▶

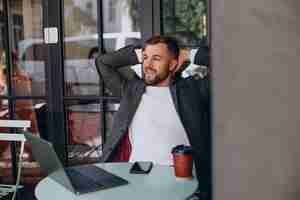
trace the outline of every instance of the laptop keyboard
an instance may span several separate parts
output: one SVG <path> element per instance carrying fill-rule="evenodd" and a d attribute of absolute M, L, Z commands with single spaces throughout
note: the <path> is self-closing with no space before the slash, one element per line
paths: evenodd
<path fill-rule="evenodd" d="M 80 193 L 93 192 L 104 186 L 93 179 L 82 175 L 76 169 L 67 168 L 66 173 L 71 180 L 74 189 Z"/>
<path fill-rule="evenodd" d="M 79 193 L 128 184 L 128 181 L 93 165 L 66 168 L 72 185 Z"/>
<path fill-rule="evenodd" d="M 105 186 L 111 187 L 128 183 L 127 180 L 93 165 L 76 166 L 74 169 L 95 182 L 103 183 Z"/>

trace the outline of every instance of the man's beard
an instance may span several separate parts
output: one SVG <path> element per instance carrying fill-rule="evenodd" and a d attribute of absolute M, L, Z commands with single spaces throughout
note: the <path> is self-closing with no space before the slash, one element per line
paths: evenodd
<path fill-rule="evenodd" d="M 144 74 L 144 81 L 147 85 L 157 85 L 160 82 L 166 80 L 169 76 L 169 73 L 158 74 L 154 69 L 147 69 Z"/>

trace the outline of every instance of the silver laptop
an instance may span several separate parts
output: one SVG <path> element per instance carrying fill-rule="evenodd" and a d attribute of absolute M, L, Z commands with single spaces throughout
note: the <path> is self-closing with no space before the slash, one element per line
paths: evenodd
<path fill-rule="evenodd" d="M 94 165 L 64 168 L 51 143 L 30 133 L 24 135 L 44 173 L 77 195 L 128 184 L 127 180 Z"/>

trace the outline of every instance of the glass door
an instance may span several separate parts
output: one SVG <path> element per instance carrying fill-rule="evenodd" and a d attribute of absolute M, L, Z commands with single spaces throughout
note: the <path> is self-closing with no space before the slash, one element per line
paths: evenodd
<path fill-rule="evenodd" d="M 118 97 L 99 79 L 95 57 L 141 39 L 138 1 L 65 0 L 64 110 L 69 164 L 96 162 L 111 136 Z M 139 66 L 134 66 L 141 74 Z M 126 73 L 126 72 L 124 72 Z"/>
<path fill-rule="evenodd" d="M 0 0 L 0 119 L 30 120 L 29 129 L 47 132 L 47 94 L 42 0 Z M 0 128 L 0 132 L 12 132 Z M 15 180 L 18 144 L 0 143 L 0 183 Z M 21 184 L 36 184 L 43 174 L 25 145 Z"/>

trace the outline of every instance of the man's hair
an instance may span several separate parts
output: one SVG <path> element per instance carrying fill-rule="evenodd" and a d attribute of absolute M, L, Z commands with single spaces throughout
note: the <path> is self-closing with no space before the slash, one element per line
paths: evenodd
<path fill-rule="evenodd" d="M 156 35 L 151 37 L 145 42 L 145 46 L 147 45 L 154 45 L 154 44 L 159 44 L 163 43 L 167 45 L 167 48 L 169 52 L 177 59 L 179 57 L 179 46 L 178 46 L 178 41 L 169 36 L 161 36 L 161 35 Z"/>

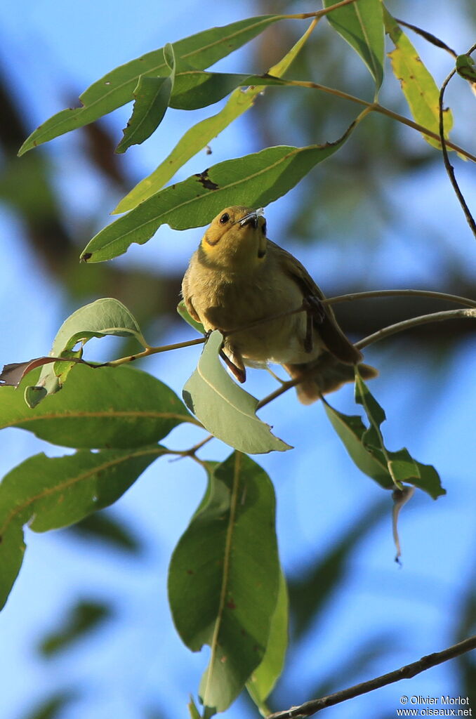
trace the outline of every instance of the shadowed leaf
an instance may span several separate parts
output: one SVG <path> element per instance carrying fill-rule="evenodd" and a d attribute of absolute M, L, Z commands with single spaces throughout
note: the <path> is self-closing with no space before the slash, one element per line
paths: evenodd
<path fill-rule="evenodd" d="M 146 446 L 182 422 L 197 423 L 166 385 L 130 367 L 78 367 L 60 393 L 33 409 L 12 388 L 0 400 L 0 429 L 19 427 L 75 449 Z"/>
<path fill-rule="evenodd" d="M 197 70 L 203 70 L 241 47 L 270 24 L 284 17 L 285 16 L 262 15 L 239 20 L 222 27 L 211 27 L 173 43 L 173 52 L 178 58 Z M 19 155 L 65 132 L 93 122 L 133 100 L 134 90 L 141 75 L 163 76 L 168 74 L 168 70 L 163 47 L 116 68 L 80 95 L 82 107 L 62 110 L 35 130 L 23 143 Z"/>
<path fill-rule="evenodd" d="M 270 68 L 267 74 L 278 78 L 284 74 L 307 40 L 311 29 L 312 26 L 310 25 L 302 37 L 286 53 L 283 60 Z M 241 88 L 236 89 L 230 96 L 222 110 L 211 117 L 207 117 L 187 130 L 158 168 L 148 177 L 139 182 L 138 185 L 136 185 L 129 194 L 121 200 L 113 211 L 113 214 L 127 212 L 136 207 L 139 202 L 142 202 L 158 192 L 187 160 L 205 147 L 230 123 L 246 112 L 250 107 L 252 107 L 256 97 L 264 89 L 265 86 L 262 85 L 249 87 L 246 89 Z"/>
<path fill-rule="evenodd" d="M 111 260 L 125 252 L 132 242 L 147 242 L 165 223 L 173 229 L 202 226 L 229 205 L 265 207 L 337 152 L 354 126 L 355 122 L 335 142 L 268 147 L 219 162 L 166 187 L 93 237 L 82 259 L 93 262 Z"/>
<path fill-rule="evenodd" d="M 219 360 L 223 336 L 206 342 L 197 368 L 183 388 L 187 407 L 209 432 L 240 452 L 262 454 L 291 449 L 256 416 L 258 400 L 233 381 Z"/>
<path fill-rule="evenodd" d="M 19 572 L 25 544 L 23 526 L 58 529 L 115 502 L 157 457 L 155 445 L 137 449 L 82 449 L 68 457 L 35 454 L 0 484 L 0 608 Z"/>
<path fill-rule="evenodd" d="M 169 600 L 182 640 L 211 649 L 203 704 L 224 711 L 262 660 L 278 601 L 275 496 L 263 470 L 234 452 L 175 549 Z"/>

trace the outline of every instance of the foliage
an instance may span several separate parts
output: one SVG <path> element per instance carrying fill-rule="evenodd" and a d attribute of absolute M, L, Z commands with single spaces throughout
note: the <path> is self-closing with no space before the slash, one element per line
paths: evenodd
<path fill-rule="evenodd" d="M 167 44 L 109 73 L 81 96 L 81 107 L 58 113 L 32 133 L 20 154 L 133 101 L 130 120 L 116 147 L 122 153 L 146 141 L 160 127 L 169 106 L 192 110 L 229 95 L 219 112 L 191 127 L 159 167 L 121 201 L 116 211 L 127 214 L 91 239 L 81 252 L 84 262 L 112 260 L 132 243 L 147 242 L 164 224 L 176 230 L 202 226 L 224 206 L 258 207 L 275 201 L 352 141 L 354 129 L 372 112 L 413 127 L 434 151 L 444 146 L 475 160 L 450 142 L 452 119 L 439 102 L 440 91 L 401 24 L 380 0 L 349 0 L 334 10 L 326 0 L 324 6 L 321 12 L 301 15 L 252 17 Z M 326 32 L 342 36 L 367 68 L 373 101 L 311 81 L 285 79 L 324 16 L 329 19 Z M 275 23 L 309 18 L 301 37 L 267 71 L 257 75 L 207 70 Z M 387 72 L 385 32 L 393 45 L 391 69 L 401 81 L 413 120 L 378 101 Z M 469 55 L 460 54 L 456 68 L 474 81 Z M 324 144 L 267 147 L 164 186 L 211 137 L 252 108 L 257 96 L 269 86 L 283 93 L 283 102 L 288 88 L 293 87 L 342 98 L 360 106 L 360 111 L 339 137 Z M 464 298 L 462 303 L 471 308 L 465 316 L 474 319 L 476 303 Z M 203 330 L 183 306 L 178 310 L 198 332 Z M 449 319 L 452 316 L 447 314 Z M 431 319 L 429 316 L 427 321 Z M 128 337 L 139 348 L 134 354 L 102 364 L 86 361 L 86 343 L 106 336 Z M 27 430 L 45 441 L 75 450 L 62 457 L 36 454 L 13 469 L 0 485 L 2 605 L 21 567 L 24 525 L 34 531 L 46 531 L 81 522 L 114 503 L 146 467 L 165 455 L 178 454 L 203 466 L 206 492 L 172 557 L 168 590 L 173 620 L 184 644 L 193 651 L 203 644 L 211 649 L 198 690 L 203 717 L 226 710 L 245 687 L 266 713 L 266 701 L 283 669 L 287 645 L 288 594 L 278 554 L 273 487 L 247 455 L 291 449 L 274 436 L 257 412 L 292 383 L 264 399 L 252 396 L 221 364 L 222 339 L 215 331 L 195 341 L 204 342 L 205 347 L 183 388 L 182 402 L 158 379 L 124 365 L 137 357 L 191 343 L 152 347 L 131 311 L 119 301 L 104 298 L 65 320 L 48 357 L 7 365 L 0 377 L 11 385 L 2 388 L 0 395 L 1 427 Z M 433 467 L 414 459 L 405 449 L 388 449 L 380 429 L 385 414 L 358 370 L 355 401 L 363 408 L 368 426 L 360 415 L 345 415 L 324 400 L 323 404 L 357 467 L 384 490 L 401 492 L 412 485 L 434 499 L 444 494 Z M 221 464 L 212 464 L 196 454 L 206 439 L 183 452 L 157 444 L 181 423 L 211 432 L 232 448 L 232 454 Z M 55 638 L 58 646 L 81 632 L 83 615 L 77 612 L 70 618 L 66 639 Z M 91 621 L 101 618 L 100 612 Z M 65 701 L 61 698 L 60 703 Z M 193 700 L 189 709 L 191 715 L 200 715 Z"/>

◀

◆ Problem
Format the lines from the start of the rows through the line containing "94 165 L 64" as a Markdown table with the columns Number and Text, numbering each line and omitting blank lines and pictures.

◆ Answer to the exercise
| Number | Text |
|---|---|
| 1 | trace the outline of every instance of the laptop keyboard |
| 2 | an instance may span several separate parts |
| 3 | output: one SVG <path> element per instance carrying fill-rule="evenodd" and a d attribute of absolute M, L, Z commands with single spaces throughout |
| 4 | note: the <path> is self-closing with no space before the slash, one element per line |
| 5 | paths: evenodd |
| 6 | <path fill-rule="evenodd" d="M 80 193 L 93 192 L 104 186 L 93 179 L 82 175 L 76 169 L 67 168 L 66 173 L 71 180 L 74 189 Z"/> |
| 7 | <path fill-rule="evenodd" d="M 79 193 L 128 184 L 128 181 L 93 165 L 66 168 L 72 185 Z"/> |
| 8 | <path fill-rule="evenodd" d="M 105 186 L 111 187 L 128 183 L 127 180 L 93 165 L 76 166 L 74 169 L 95 182 L 103 183 Z"/> |
| 9 | trace the outline of every instance of the man's beard |
| 10 | an instance may span several separate parts |
| 11 | output: one SVG <path> element per instance carrying fill-rule="evenodd" and a d attribute of absolute M, L, Z commands with single spaces throughout |
| 12 | note: the <path> is self-closing with no space before the slash, one element per line |
| 13 | paths: evenodd |
| 14 | <path fill-rule="evenodd" d="M 144 74 L 144 81 L 147 85 L 157 85 L 160 82 L 166 80 L 169 76 L 169 73 L 158 74 L 154 69 L 147 69 Z"/> |
| 15 | trace the outline of every instance of the silver laptop |
| 16 | an instance may span several separate parts |
| 17 | output: one SVG <path> element per instance carrying fill-rule="evenodd" and a d attribute of absolute M, L, Z commands with single spaces throughout |
| 18 | note: the <path> is self-closing with no space before the slash, one element per line |
| 19 | paths: evenodd |
| 20 | <path fill-rule="evenodd" d="M 94 165 L 64 168 L 51 143 L 30 133 L 24 135 L 44 173 L 77 195 L 128 184 L 127 180 Z"/> |